§ **Supplied data**
▼
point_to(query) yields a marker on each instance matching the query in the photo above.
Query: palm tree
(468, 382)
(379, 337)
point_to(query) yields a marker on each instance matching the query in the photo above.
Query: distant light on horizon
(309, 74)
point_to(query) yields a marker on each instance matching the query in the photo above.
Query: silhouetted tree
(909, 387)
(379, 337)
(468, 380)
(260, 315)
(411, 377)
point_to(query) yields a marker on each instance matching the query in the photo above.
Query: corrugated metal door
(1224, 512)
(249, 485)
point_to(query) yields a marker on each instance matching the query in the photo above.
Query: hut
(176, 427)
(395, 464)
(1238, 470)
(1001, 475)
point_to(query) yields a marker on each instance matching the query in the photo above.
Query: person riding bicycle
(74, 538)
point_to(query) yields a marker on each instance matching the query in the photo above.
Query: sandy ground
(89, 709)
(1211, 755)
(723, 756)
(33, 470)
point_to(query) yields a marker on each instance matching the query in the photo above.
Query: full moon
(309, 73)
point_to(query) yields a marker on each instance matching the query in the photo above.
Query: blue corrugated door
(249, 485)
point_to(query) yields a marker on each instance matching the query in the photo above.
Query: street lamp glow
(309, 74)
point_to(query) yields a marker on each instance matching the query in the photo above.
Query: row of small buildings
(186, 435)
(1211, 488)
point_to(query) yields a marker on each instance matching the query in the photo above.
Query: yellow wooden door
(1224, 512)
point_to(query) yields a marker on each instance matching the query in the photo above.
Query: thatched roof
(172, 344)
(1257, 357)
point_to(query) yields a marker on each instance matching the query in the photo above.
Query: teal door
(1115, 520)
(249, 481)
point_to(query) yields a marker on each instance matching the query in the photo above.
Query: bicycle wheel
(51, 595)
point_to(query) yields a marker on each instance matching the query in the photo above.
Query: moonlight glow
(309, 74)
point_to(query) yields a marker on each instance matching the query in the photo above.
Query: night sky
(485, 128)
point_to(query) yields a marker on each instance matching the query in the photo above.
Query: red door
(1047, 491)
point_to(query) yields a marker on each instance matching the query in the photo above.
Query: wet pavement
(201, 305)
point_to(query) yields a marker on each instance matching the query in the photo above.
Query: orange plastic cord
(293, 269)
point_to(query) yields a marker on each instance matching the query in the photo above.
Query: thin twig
▲
§ **Set task**
Recast every line of the records above as a Markdown table with the columns Row and Line, numbering each row and skipping blank lines.

§ **Expected answer**
| Row | Line |
|---|---|
| 1 | point_to(query) yields a marker on each instance matching the query in the photo above. |
| 2 | Query: palm tree |
| 3 | (468, 382) |
| 4 | (379, 337) |
| 5 | point_to(query) yields a marker on each instance matching the query in the photo above. |
| 6 | Query: distant light on horizon |
| 7 | (309, 74) |
| 8 | point_to(query) yields a marker on each instance matching the query in the photo above. |
| 9 | Query: silhouetted tree |
| 10 | (909, 387) |
| 11 | (379, 337) |
| 12 | (468, 380) |
| 13 | (260, 315) |
| 14 | (411, 377) |
| 15 | point_to(query) yields a marker on each instance matching the query in the photo above. |
| 16 | Query: corrugated metal door |
| 17 | (1224, 512) |
| 18 | (249, 485) |
| 19 | point_to(query) yields a marker on each instance matching the query in the photo above. |
| 20 | Query: hut |
| 21 | (176, 427) |
| 22 | (395, 464) |
| 23 | (1238, 470) |
| 24 | (1001, 475) |
| 25 | point_to(query) yields a marker on each instance matching the query in the photo above. |
| 26 | Query: person riding bicycle |
| 27 | (74, 538) |
| 28 | point_to(query) yields a marker on each instance matching the query in the photo above. |
| 29 | Query: sandy ground |
| 30 | (89, 709) |
| 31 | (1211, 755) |
| 32 | (723, 756) |
| 33 | (33, 470) |
| 34 | point_to(query) yields a marker on each instance matching the query in the photo above. |
| 35 | Query: full moon |
| 36 | (309, 73) |
| 37 | point_to(query) yields a marker on each instance matching the query in the photo above. |
| 38 | Query: blue corrugated door |
| 39 | (249, 485) |
| 40 | point_to(query) yields a marker on each instance matching the query in the photo above. |
| 41 | Query: street lamp glow |
| 42 | (309, 74) |
| 43 | point_to(query) yields a marker on each instance matching the query in the photo above. |
| 44 | Query: row of small buildings |
| 45 | (186, 435) |
| 46 | (1211, 488) |
| 47 | point_to(query) yields a marker on each instance matching the query in the photo above. |
| 48 | Query: yellow wooden door |
| 49 | (1224, 512) |
| 50 | point_to(query) yields a marker on each instance matching the query in the photo above. |
| 51 | Query: thatched roof |
| 52 | (172, 344) |
| 53 | (1257, 357) |
| 54 | point_to(query) yields a marker on each instance matching the query in the photo above. |
| 55 | Query: teal door |
| 56 | (1115, 520) |
| 57 | (249, 481) |
| 58 | point_to(query) yields a marker on each instance matching the query in the photo above. |
| 59 | Query: bicycle wheel |
| 60 | (51, 595) |
| 61 | point_to(query) yields a marker on each instance matching the query in the photo above. |
| 62 | Query: moonlight glow |
| 63 | (309, 74) |
| 64 | point_to(query) yields a marker on each instance matching the query in the photo above. |
| 65 | Query: night sky |
| 66 | (485, 128) |
| 67 | point_to(query) yields a marker on each instance matching the query in the photo above. |
| 68 | Query: red door |
| 69 | (1047, 491) |
| 70 | point_to(query) yields a marker on each instance matching the query in the photo above. |
| 71 | Query: wet pavement |
| 72 | (201, 305) |
| 73 | point_to(query) yields a marker on each instance matching the query in the photo above. |
| 74 | Query: orange plastic cord |
| 75 | (293, 269) |
| 76 | point_to(query) yields a marker on each instance matching the query in the photo above. |
| 77 | Query: thin twig |